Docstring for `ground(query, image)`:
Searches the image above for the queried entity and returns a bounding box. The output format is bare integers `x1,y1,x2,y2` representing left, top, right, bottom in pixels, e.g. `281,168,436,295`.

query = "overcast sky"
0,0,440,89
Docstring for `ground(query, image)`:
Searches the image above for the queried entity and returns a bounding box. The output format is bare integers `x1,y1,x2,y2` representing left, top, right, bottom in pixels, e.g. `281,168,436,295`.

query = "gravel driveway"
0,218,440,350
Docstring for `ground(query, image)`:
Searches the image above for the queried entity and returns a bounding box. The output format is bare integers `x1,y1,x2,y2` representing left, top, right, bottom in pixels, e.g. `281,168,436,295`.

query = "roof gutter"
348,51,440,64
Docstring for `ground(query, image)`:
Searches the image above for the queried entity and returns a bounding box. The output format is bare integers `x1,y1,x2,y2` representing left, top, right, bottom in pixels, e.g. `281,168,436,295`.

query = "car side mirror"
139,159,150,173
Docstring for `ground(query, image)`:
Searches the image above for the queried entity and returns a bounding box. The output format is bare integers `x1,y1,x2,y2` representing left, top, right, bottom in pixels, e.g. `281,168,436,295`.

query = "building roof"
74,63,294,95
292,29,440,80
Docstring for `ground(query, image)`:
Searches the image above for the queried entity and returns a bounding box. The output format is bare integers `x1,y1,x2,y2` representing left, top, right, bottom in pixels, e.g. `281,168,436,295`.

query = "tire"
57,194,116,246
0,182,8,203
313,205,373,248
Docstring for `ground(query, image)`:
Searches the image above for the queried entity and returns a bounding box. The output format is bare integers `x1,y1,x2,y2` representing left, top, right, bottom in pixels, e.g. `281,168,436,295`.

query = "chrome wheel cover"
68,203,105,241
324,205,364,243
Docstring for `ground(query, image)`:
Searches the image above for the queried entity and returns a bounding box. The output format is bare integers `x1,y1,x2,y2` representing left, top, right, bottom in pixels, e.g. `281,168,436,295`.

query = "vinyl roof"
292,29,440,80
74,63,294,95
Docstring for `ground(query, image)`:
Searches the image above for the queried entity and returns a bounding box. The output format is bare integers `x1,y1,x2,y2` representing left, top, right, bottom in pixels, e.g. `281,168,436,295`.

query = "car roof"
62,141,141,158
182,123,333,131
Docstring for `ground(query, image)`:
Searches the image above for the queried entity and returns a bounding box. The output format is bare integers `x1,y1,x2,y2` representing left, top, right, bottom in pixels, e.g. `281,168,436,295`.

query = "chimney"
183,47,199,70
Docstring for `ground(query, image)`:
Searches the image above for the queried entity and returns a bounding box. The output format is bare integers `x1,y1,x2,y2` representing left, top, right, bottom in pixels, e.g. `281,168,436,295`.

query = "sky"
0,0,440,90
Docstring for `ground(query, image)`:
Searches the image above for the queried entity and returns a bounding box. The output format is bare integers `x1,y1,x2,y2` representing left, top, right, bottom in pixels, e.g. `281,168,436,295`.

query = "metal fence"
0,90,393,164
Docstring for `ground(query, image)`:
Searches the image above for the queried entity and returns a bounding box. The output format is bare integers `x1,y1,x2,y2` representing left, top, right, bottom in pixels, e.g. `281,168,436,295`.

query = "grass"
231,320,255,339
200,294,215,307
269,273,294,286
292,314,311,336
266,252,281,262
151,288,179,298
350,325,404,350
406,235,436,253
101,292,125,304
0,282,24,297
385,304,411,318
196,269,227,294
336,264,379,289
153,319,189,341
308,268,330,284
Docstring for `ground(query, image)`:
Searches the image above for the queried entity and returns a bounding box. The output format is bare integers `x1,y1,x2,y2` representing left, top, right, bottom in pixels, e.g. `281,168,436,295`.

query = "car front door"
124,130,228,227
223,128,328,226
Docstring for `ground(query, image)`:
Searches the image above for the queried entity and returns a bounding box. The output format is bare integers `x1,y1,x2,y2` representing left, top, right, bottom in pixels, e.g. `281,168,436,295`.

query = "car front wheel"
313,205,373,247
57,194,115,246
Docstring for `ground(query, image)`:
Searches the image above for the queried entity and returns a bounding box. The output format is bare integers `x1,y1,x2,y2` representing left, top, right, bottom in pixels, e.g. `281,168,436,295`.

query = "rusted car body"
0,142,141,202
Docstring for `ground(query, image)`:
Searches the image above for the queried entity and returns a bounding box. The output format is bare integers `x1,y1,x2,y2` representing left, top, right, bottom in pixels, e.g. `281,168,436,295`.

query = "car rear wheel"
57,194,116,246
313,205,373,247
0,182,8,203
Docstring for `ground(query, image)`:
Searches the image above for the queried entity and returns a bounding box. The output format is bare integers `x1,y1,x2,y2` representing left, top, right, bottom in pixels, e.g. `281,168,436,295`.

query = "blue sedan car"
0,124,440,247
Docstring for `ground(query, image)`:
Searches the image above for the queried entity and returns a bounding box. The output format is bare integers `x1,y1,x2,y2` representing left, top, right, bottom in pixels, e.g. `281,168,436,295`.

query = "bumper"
▬▬▬▬▬▬▬▬▬▬
Rewrite the part of the material that opens with its first line and closes with the line containing "313,205,373,248". Replace "gravel driveway" with "paved driveway" and leave everything else in that part unchanged.

Docstring for `ground(query, image)`:
Searches the image above for the queried entity and returns a bounding box. The output format is bare integers `x1,y1,x2,y2` representing left, top, right, bottom in pixels, e.g. `281,168,436,295`.

query = "overcast sky"
0,0,440,89
Docstring for `ground(query, image)`:
Searches the image above for the queried entity and returns a bounding box. The output format is bare integers `x1,y1,x2,y2` representing left, top, right, bottom in pixels, e.g. `281,168,436,295`.

query = "paved driveway"
0,218,440,350
Docstring for `ground(query, image)`:
Searches the image above for the queried entity and returns a bounding box. The output format is bare integers `x1,y1,x2,y2` representing left, top, right, bottom in pixels, e.g. `281,168,436,295`.

query = "roof gutter"
348,51,440,64
Docstring for `ground(query, image)`:
Searches the image above for the queried entity and returns a bounding box. The output format is bare integers `x1,y1,x2,y2` representing left, top, right, bottom in pixels, e.g. `281,168,436,295`.

query = "car side mirror"
139,159,150,173
Docstring for `ground(query, image)`:
Searches the image above for the queried entity and returns a bounding box. The output format is bare integers `x1,y1,x2,y2` representing left, top, right, bottom in pixels, e.g. `281,168,436,295`.

query = "building roof"
74,63,294,95
292,29,440,80
Docstring for `ground(query, image)`:
Searches the image above for the queried entity and returns a bounding box. The output format is bare integers `x1,y1,x2,y2` representing left, top, right, bottom in pixels, e.g. `281,168,436,295`.

query = "tire"
57,194,116,246
0,182,8,203
313,205,373,248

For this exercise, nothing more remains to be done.